··· Document extract ···

Mayor Blasio announces Accelerated Internet Master Plan to connect 600,000 New Yorkers to jobs, training, others

Mayor Blasio announces Accelerated Internet Master Plan to connect 600,000 New Yorkers to jobs, training, others

As part of plan to support hardest-hit communities by Covid-19 the Mayor of New York city, Bill de Blasio, has announced that the NYC will accelerate broadband deployment in all five boroughs. 

Blasio stated that the plan will prioritize public housing communities, which have suffered disproportionately during the COVID-19 pandemic. 

While disclosing this on Tuesday July 7, 2020, Blasio said that ‪Internet access "is a necessity, not a luxury." 

He noted that broadband deployment would connect 600,000 New Yorkers to jobs, training, education, mental health supports and healthcare resources from home. 

He added that "Corporations have been failing our communities since long before the COVID-19 crisis but the pandemic made the disparities crystal clear.

"That’s why we’re making a major investment in broadband for low-income and NYCHA residents.‬" 

According to the Mayor, the City will make a historic $157 million investment in ending digital redlining and providing high-speed internet, including $87 million redirected from the NYPD budget. 

This investment will extend new internet service options to 600,000 underserved New Yorkers, including 200,000 NYCHA residents over the next 18 months. 

This approach will create a path to NYCHA-wide implementation and universal broadband across New York city.

"Our mission to deliver affordable, high-quality internet service has never felt more urgent, said Mayor Bill de Blasio.

"COVID-19 has further exposed the inequalities in internet access while changing the way New Yorkers work, learn, and live. 

"Accelerating universal broadband access will make our city healthier, safer, and more equal," he added. 

"Broadband service has quickly become as necessary to modern life as electricity and running water. Having it can be a matter of life and death, particularly for communities of color, which may be cut off from critical health
alerts and other information during the COVID-19 crisis," said
First Lady Chirlane McCray. 

"Universal broadband means that Black and Brown New Yorkers will have access to health care educational resources, employment opportunities, and social
programs, which will help them stay connected and strengthen these communities for generations to come," she added.

···

■ **Task list**:
**A)** According to the broadband article, how much of the City's $157 million investment is redirected from the NYPD budget?
**B)** Pull the passage of the broadband article from "He added that" up to and including "next 18 months.", copying it word for word.

··· Record extracts ···

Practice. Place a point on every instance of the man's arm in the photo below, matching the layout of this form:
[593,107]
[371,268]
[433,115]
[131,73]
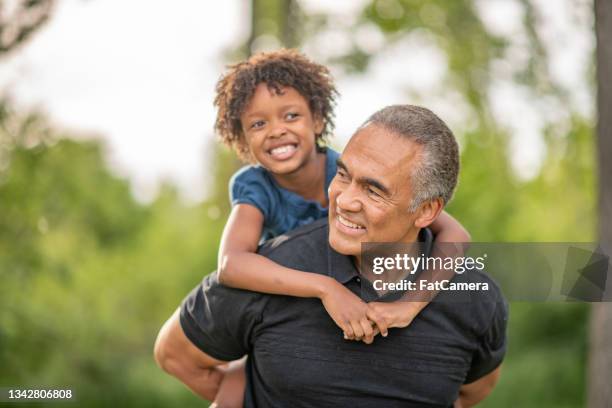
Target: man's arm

···

■ **Answers provided**:
**A)** $87 million.

**B)**
He added that "Corporations have been failing our communities since long before the COVID-19 crisis but the pandemic made the disparities crystal clear.

"That’s why we’re making a major investment in broadband for low-income and NYCHA residents.‬" 

According to the Mayor, the City will make a historic $157 million investment in ending digital redlining and providing high-speed internet, including $87 million redirected from the NYPD budget. 

This investment will extend new internet service options to 600,000 underserved New Yorkers, including 200,000 NYCHA residents over the next 18 months.